-- BEGIN STORED RECORDS --
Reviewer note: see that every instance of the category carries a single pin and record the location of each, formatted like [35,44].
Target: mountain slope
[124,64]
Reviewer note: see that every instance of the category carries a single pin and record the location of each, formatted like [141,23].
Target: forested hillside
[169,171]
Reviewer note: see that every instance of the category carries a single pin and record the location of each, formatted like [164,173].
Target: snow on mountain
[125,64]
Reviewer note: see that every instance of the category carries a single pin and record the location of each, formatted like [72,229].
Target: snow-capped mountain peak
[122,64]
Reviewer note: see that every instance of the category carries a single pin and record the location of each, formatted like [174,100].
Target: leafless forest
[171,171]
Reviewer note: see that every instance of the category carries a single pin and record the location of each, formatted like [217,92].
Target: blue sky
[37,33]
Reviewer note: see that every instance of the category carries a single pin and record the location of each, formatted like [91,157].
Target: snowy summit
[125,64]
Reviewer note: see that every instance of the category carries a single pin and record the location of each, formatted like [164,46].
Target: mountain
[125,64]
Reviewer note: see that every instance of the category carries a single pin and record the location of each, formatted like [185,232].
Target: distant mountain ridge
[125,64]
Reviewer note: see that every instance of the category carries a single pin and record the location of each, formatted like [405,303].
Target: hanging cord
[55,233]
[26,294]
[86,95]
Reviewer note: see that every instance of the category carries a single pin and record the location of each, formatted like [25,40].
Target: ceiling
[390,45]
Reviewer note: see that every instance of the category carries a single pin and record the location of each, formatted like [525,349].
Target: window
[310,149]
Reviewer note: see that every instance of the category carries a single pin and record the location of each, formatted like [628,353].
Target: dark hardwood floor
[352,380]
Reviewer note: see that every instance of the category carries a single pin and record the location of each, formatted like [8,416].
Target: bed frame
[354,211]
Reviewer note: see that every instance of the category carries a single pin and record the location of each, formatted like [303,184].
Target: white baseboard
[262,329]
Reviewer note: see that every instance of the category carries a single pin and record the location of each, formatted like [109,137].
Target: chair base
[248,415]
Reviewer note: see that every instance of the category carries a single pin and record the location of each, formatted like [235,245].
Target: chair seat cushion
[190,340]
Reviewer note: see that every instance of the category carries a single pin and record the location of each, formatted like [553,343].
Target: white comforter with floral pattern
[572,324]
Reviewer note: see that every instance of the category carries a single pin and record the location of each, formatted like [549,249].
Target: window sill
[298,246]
-- END STORED RECORDS --
**WHAT THE TASK ASKS:**
Could you reproduce the part of the data that opens with the line containing "formatted like [553,343]." and closes with the last line of the data, copying every line and adding 106 to each number in the answer coordinates?

**TASK SOLUTION:**
Reviewer note: see that every instance of the category carries a single pin and record the location of each, formatted like [553,343].
Target: white comforter with floral pattern
[678,430]
Reviewer note: see that every instance of the category carries a single pin and record the location of each, formatted like [549,249].
Target: window sill
[404,352]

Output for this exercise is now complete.